[Text segment]:
Chemical bond

There is a chemical bond when an electrostatic force holds together multiple atoms in a chemical species (strong bonds, or primary or intramolecular) or more molecules in a substance in the condensed state (weak, or secondary, or intermolecular bonds).

The nature of the chemical bond can be explained by observing the coulombic forces interacting between the molecules. Take for example the H2+ cation: it consists of two hydrogen nuclei H and an electron. We denote by Ha the first hydrogen nucleus and with Hb the other hydrogen nucleus. Each of the two nuclei is associated with an electronic wave function, respectively 1sa and 1sb, whose linear combination forms the molecular orbital Ψ.

The molecular orbital Ψ will have low values between the two nuclei, while it will grow closer to them and then decrease further away from them. Therefore if we consider an electron, that is a negative charge placed between the two nuclei, it will be subjected to attractive forces by the two nuclei that will be counterbalanced by the repulsive ones until the stability of the system has been reached; then the electron will be fallen into a potential well from which he will be difficult to escape. In this way, a chemical bond was formed.

[Data provided]:
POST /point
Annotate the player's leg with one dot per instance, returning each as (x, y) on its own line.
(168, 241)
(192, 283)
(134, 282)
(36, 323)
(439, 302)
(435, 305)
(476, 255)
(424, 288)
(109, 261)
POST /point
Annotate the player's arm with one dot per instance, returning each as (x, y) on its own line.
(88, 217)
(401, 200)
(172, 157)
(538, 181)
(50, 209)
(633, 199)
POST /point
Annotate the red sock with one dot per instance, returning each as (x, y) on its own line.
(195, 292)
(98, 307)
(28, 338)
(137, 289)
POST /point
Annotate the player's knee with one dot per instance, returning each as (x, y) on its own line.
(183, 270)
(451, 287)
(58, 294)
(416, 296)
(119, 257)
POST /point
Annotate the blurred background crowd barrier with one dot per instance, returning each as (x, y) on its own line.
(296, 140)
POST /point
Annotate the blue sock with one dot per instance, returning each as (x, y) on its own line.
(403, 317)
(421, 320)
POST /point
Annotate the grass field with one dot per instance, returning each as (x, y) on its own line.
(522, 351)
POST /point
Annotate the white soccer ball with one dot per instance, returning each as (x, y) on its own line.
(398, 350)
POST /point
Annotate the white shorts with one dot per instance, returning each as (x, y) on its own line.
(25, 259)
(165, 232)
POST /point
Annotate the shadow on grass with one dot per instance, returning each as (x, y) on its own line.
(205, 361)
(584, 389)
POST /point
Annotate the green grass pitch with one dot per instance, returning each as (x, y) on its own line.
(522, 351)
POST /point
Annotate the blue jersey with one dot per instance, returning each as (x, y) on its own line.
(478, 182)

---

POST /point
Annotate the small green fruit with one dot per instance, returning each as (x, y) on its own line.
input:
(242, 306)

[Parts of the exercise]:
1. In the chemical bond text, copy out the passage starting at "There is a chemical" and ending at "molecular orbital Ψ.".
2. Answer these questions using the chemical bond text:
(a) Besides "weak," what two names does the text give to bonds between molecules in a substance in the condensed state?
(b) What does the H2+ cation consist of?
(c) What forms the molecular orbital Ψ?

[Results]:
1.
There is a chemical bond when an electrostatic force holds together multiple atoms in a chemical species (strong bonds, or primary or intramolecular) or more molecules in a substance in the condensed state (weak, or secondary, or intermolecular bonds).

The nature of the chemical bond can be explained by observing the coulombic forces interacting between the molecules. Take for example the H2+ cation: it consists of two hydrogen nuclei H and an electron. We denote by Ha the first hydrogen nucleus and with Hb the other hydrogen nucleus. Each of the two nuclei is associated with an electronic wave function, respectively 1sa and 1sb, whose linear combination forms the molecular orbital Ψ.

2.
(a) Secondary bonds and intermolecular bonds.
(b) Two hydrogen nuclei and an electron.
(c) The linear combination of the electronic wave functions 1sa and 1sb.